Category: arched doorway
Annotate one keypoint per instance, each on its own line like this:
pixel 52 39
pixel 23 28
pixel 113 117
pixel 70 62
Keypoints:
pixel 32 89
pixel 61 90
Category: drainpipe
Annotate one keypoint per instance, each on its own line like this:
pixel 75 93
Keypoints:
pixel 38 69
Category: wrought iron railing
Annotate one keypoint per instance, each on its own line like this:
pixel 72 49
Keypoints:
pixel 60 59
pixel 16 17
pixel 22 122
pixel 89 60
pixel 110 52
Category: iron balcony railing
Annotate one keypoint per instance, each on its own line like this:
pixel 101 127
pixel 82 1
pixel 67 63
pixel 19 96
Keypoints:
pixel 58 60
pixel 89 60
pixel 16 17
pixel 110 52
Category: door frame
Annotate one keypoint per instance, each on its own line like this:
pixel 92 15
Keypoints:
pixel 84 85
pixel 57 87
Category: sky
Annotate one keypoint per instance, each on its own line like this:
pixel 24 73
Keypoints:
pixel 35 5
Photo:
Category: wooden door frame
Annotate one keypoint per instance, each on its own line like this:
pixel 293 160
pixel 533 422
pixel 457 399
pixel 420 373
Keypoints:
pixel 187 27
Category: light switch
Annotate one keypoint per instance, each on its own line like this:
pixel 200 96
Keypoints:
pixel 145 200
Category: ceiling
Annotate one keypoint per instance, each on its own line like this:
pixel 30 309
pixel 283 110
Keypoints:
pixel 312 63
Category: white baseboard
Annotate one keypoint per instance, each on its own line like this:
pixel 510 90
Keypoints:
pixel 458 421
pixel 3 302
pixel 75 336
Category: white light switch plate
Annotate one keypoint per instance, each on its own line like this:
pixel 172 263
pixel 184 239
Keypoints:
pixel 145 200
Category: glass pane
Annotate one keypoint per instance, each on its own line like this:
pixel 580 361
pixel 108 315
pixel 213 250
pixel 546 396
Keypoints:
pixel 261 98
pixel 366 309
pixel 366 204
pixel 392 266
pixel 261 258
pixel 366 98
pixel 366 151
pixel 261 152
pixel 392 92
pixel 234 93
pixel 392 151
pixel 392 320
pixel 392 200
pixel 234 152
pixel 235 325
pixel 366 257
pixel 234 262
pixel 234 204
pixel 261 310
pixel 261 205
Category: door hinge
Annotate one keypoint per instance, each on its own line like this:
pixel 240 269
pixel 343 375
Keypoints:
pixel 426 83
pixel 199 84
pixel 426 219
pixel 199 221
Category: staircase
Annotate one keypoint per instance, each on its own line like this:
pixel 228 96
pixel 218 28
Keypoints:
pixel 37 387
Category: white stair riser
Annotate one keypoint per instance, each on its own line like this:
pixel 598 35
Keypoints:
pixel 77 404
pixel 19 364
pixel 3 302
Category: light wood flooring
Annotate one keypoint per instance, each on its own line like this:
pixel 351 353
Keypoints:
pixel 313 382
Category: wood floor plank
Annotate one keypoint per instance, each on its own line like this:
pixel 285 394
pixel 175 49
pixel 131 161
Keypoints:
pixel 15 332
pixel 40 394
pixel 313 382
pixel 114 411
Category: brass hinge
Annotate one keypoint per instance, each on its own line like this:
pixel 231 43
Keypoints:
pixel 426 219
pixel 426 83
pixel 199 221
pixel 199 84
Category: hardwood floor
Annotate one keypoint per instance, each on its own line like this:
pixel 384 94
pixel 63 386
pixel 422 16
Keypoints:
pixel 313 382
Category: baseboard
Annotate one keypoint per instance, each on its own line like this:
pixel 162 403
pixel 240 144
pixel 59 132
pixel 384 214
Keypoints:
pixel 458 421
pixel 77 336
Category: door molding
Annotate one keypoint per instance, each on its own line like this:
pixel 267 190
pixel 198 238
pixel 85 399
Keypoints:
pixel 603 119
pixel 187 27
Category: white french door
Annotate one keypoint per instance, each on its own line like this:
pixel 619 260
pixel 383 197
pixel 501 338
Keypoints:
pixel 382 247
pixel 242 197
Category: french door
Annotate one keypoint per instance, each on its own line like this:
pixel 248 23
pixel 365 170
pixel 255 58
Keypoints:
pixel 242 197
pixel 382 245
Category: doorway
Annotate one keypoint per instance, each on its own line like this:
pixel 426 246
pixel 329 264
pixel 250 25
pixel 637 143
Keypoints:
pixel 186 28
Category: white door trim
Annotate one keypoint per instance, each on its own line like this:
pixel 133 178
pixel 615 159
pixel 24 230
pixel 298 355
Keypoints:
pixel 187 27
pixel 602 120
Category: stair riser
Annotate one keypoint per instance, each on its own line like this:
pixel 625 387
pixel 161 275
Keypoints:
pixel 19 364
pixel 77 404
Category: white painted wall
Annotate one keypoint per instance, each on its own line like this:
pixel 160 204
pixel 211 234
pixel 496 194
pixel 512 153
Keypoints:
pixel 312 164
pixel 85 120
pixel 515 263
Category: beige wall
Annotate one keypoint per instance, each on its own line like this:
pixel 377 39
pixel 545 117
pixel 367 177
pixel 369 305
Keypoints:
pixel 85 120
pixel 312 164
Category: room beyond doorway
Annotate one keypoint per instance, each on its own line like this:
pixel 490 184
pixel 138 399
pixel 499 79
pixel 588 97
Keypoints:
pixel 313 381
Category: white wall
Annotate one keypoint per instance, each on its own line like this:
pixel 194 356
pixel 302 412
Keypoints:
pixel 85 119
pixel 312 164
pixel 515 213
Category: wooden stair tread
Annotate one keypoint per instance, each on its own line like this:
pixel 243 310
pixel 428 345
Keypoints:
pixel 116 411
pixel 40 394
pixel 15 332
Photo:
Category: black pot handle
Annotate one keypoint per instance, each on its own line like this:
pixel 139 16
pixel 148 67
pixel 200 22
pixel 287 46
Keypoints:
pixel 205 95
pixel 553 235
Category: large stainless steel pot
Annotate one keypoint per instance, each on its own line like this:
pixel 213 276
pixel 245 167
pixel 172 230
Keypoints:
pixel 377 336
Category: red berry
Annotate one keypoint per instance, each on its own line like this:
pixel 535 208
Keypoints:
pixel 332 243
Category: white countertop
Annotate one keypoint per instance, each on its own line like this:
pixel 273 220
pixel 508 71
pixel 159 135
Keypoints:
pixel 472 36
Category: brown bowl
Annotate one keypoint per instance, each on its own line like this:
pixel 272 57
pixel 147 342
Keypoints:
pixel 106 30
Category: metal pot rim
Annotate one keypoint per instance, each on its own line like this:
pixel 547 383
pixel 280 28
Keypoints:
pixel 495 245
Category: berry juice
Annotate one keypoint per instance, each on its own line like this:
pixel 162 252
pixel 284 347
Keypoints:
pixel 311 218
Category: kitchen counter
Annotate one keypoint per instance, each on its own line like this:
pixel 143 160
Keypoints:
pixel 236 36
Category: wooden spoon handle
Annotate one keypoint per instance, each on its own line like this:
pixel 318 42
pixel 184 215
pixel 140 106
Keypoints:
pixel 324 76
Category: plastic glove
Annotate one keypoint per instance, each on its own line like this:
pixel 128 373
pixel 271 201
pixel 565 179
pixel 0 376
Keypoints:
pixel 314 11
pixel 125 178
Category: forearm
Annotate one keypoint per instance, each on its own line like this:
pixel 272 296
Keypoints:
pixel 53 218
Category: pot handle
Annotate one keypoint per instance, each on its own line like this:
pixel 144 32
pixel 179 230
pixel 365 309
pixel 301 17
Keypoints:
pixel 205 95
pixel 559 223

|---|

In the records above, the line with "pixel 101 127" marks the start and the line with "Category: white baseboard" marks the end; copy that stretch exactly, both lines included, and nothing else.

**ANSWER BOX:**
pixel 101 127
pixel 82 1
pixel 67 63
pixel 19 96
Keypoints:
pixel 58 60
pixel 89 60
pixel 16 17
pixel 110 52
Category: door frame
Annotate one keypoint per instance, each on its own line like this:
pixel 92 15
Keypoints:
pixel 84 85
pixel 57 87
Category: sky
Annotate one keypoint per instance, each on its own line like this:
pixel 24 73
Keypoints:
pixel 35 5
Photo:
Category: wooden door frame
Annotate one keypoint per instance, each on its own line like this:
pixel 293 160
pixel 533 422
pixel 457 399
pixel 420 373
Keypoints:
pixel 187 27
Category: light switch
Annotate one keypoint per instance, each on its own line like this:
pixel 200 96
Keypoints:
pixel 145 200
Category: ceiling
Annotate one keypoint per instance, each on its own line like this:
pixel 30 309
pixel 283 110
Keypoints:
pixel 312 63
Category: white baseboard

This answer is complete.